PROBLEM DESCRIPTION: Show every line of the data below that contains the string "target". Case counts.

ENTRIES PROVIDED:
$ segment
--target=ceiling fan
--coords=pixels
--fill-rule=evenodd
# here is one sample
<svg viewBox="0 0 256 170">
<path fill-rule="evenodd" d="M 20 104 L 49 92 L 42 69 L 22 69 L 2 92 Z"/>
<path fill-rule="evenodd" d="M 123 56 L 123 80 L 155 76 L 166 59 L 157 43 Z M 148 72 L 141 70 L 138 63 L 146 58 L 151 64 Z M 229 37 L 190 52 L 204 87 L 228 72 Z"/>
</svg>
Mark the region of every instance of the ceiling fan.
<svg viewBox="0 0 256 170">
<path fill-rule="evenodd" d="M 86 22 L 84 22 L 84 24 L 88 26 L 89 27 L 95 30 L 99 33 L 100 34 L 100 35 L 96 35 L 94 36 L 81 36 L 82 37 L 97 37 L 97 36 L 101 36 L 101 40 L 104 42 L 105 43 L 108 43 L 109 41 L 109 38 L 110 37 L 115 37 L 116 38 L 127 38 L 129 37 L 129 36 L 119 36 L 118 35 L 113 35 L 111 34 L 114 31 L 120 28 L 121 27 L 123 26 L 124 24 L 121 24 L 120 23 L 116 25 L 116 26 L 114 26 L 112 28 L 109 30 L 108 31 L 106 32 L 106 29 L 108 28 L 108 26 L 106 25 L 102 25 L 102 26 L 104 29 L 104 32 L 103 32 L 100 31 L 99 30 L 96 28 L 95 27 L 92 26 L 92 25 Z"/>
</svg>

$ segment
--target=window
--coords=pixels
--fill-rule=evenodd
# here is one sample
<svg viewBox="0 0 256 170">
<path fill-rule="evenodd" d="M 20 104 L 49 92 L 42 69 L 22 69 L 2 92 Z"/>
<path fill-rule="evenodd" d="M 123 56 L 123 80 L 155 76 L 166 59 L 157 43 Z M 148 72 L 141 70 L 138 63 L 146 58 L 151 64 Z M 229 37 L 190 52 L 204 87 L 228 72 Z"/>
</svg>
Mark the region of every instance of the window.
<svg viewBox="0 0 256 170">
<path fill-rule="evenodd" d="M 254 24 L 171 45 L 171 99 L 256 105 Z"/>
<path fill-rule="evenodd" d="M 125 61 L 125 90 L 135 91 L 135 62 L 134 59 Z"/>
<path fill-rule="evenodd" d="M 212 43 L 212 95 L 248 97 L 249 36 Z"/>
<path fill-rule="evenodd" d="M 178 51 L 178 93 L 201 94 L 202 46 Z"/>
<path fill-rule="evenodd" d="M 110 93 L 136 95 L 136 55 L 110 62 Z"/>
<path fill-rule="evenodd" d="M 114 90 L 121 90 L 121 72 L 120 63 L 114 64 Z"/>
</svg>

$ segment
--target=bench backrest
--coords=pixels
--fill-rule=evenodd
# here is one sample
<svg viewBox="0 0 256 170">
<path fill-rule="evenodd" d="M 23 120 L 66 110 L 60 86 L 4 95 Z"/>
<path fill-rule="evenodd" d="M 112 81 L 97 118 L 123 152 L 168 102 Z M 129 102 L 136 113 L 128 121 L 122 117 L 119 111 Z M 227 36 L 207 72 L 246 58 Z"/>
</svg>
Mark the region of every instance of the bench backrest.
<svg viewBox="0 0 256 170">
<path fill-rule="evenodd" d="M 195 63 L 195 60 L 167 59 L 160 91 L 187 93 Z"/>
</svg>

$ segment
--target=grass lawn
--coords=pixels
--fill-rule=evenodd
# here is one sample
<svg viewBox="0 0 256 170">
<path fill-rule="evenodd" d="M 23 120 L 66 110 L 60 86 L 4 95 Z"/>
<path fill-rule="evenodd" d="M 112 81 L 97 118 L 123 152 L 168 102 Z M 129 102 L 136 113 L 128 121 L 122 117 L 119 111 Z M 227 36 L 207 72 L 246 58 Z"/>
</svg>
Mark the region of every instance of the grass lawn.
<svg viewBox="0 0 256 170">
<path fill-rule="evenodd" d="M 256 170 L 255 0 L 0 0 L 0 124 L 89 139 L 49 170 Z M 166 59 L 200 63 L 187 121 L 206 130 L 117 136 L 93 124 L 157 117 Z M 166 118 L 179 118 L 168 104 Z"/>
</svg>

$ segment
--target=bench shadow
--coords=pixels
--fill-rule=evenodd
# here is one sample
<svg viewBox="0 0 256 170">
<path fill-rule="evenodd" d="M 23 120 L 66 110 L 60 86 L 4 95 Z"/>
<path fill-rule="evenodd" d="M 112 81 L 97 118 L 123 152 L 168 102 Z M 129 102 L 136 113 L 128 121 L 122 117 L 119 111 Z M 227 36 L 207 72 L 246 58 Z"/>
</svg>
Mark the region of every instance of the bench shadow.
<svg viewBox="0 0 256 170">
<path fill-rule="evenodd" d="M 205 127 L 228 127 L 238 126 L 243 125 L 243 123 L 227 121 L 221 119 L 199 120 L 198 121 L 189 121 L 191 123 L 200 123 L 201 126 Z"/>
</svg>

THE RESULT:
--target=ceiling fan
--target=window
--target=bench backrest
--target=grass lawn
--target=bench shadow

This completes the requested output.